Activity:
Copy each line of the data below with the word "instance".

Records provided:
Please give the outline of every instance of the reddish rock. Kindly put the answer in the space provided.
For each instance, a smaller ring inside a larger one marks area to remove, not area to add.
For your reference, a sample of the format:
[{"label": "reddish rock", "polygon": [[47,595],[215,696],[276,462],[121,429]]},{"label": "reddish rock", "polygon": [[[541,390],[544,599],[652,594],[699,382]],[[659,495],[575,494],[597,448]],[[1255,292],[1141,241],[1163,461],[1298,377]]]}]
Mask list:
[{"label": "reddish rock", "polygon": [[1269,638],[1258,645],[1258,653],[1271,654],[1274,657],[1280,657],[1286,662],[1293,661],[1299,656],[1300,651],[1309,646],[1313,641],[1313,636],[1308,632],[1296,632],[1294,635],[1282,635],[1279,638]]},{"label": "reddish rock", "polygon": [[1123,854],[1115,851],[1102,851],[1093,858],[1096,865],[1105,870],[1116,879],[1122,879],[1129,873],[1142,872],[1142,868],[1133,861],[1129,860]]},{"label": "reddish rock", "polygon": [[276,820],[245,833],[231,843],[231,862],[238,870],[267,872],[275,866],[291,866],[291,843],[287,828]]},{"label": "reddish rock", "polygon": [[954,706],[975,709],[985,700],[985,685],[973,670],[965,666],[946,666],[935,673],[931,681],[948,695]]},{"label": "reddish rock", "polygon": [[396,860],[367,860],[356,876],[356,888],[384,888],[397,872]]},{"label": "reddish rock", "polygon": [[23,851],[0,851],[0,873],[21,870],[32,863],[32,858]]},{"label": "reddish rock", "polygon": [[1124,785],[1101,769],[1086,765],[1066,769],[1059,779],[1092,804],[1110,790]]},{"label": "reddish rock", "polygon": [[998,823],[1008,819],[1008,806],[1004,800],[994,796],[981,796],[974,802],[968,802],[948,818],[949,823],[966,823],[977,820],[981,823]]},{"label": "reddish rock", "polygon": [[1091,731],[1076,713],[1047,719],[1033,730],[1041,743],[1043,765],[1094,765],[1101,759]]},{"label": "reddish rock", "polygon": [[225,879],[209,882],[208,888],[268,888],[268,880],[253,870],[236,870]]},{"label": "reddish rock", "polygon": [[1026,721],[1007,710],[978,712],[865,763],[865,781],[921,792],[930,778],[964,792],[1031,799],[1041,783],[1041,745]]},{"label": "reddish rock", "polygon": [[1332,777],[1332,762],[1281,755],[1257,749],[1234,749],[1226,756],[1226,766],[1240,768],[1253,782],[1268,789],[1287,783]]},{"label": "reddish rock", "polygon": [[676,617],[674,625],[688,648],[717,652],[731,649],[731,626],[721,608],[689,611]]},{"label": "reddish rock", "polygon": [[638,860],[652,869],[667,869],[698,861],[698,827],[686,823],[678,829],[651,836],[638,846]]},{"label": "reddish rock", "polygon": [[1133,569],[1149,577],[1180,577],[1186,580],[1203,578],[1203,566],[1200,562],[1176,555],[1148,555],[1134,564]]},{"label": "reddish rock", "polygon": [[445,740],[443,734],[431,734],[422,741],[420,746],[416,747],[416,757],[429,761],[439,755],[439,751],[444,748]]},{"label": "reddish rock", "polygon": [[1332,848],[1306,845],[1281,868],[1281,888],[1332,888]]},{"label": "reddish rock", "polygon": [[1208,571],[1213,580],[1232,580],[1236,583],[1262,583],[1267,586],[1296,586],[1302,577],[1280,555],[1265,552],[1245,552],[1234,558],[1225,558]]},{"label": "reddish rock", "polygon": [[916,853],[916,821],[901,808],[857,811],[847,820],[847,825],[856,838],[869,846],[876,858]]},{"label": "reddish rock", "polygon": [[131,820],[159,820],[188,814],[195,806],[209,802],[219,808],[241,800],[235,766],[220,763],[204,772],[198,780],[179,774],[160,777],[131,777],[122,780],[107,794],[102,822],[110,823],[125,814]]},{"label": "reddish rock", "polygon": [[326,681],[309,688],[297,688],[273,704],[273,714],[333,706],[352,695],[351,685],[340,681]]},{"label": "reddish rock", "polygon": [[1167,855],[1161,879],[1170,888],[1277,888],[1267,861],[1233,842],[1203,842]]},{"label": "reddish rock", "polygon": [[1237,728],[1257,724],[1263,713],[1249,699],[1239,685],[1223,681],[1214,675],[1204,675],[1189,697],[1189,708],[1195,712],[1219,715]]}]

Reply to the task:
Please give the outline of every instance of the reddish rock. Kindly put the answer in the space provided.
For each instance, a smaller ring inside a larger one marks area to remove, not area to add.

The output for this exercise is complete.